**Your objective**:
With the pictures removed, write out the data below exactly.
━━ Supplied records ━━
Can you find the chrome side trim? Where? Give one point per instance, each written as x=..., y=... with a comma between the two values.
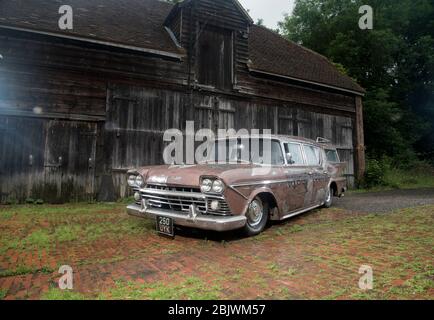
x=267, y=182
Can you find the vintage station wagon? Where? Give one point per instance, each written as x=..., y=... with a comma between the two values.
x=238, y=194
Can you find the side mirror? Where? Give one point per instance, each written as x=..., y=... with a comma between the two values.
x=289, y=158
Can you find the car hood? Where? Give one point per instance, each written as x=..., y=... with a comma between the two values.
x=189, y=175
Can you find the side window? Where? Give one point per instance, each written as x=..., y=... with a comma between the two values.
x=295, y=150
x=312, y=155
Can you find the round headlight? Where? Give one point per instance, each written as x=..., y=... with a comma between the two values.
x=140, y=182
x=206, y=185
x=218, y=186
x=132, y=181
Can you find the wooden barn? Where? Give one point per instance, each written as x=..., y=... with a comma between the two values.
x=79, y=107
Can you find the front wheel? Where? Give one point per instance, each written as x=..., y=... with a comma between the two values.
x=329, y=198
x=257, y=217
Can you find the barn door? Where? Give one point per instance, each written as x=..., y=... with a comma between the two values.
━━━
**Written solution**:
Can you find the chrome side trim? Where? Give one point per instance, each written as x=..., y=... with a comma between the two values.
x=267, y=182
Can you find the vintage station wagon? Where? Give one point per instance, each written as x=..., y=... with a comma between the two values.
x=238, y=194
Can you find the side mirror? Where? Give one point per instance, each written as x=..., y=... with a comma between the two values.
x=289, y=158
Can you find the car hood? Where? Give one point per instance, each written as x=..., y=... with a comma between the two values.
x=189, y=175
Can you find the side window? Where? Give one point per instance, each written as x=..., y=... with a comma between the two values.
x=295, y=150
x=312, y=155
Can you find the round headlight? Where? Give one point per instance, each written as x=..., y=... with a comma between the two values.
x=140, y=182
x=206, y=185
x=218, y=186
x=132, y=181
Can you find the wooden barn? Where? Give one point per instance, each written as x=..., y=... with a comma between the two values.
x=79, y=107
Can you find the front wheel? Where? Give one point per instance, each written as x=..., y=... with a comma between the two values.
x=329, y=198
x=257, y=217
Can you find the barn door? Where? Give one point per instance, each written as x=..., y=... with a comma between the two values.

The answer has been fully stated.